We start by importing the JARs from the Maven repository that are going to be used in this sample.  We see that we import "contentwarehouse" which is just a synonym for Document AI Warehouse.

In [1]:
%%loadFromPOM
<dependency>
  <groupId>com.google.cloud</groupId>
  <artifactId>google-cloud-contentwarehouse</artifactId>
  <version>0.3.0</version>
</dependency>

Next we import the classes that we are going to use.

In [41]:
import com.google.cloud.contentwarehouse.v1.CreateDocumentRequest;
import com.google.cloud.contentwarehouse.v1.CreateDocumentResponse;
import com.google.cloud.contentwarehouse.v1.DateTimeTypeOptions;
import com.google.cloud.contentwarehouse.v1.DeleteDocumentRequest;
import com.google.cloud.contentwarehouse.v1.Document;
import com.google.cloud.contentwarehouse.v1.DocumentQuery;
import com.google.cloud.contentwarehouse.v1.DocumentSchema;
import com.google.cloud.contentwarehouse.v1.DocumentSchemaServiceClient;
import com.google.cloud.contentwarehouse.v1.DocumentServiceClient;
import com.google.cloud.contentwarehouse.v1.FloatTypeOptions;
import com.google.cloud.contentwarehouse.v1.LocationName;
import com.google.cloud.contentwarehouse.v1.Property;
import com.google.cloud.contentwarehouse.v1.PropertyDefinition;
import com.google.cloud.contentwarehouse.v1.RawDocumentFileType;
import com.google.cloud.contentwarehouse.v1.RequestMetadata;
import com.google.cloud.contentwarehouse.v1.SearchDocumentsRequest;
import com.google.cloud.contentwarehouse.v1.SearchDocumentsResponse;
import com.google.cloud.contentwarehouse.v1.TextArray;
import com.google.cloud.contentwarehouse.v1.TextTypeOptions;
import com.google.cloud.contentwarehouse.v1.UserInfo;

import com.google.cloud.documentai.v1.DocumentProcessorServiceClient;
import com.google.cloud.documentai.v1.ProcessRequest;
import com.google.cloud.documentai.v1.ProcessResponse;
import com.google.cloud.documentai.v1.RawDocument;

import com.google.protobuf.ByteString;

### Change Here
In the following cell, be sure and change the values to reflect your own environment.  Specifically, you
should definitely supply your own value for `PROJECT_NUMBER`.

### DIRECTION A
From the entries, copy verbatim the stretch from the line containing "of the light" through the line containing "x=486 y=406", both lines included.
The Document AI Warehouse text and the entries that follow it are unrelated material.

### GIVEN INFORMATION
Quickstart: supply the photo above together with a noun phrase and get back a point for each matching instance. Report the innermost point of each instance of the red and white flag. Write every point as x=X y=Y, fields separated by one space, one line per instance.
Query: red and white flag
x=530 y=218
* * *
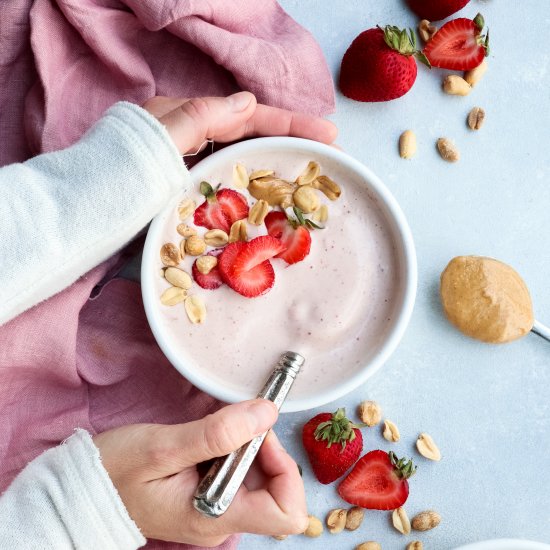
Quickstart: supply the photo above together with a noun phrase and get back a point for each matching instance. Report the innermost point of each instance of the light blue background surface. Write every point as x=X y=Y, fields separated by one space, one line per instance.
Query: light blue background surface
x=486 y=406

### DIRECTION B
Answer the following from the Document AI Warehouse text:
(i) Which version of the google-cloud-contentwarehouse artifact is loaded?
(ii) What is "contentwarehouse" described as a synonym for?
(iii) For which value does the text say you should definitely supply your own?

### CORRECT OUTPUT A
Quickstart: supply the photo above together with a noun phrase and get back a point for each matching instance. Report the innermost point of each instance of the light blue background surface. Write every point as x=X y=Y, fields separated by one space, one line per instance.
Query: light blue background surface
x=486 y=406

### CORRECT OUTPUT B
(i) 0.3.0
(ii) Document AI Warehouse
(iii) `PROJECT_NUMBER`